** ARTICLE **

§ §

Television footage issued by Burkinabe officials showed hundreds of
small pieces of debris scattered across flat scrubland among pools
of muddy water, suggesting a heavy storm.
"We're not even sure that we can piece together the bodies they have
been so badly destroyed," Burkina Faso Prime Minister Luc Adolphe
Tiao told a news conference in Ouagadougou.
Alidou Ouedraogo, whose daughter was among the 27 citizens of
Burkina Faso killed in the crash, said: "They have to do everything
to reassemble the bodies and bring them home so that we can mourn
properly." A local official in the town of Gossi told Reuters on
Thursday that local herders, who said they saw the plane crash, told
him it was in flames before it hit the ground.
French Interior Minister Bernard Cazeneuve said the plane was
destroyed only on impact and said poor weather was the likeliest
cause.
Transport Minister Frederic Cuvillier said the strong smell of
aircraft fuel and the small radius of the crash site suggested the
cause of the crash was linked to weather, a technical problem or an
accumulation of both.

§ §

** TASKS FOR THIS EXERCISE **
a. In the crash article, how many citizens of Burkina Faso died in the crash?
b. Condense the paragraph of the crash article that begins "Transport Minister Frederic Cuvillier said" into a short bulleted list with its main facts.
Rely only on the crash article for what follows.

** MATERIAL PROVIDED **
§ §

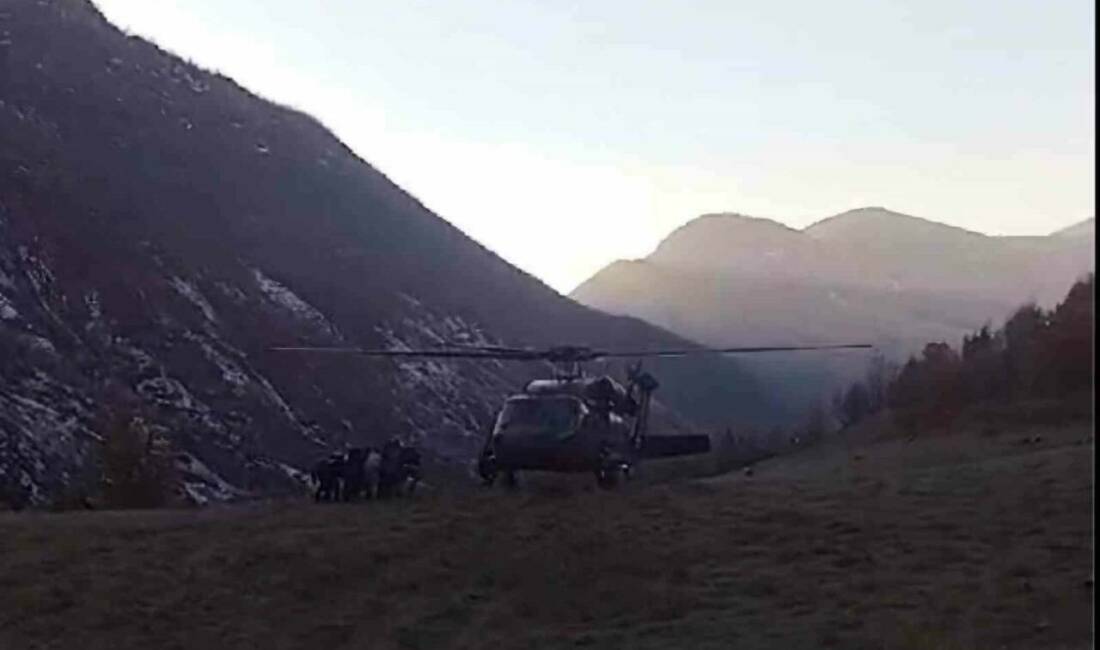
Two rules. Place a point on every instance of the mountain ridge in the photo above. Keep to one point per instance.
(162, 228)
(868, 275)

§ §

** OUTPUTS **
a. 27

b.
- Speaker: Transport Minister Frederic Cuvillier
- Evidence: a strong smell of aircraft fuel and a small crash-site radius
- Suggested cause: weather, a technical problem, or a combination of both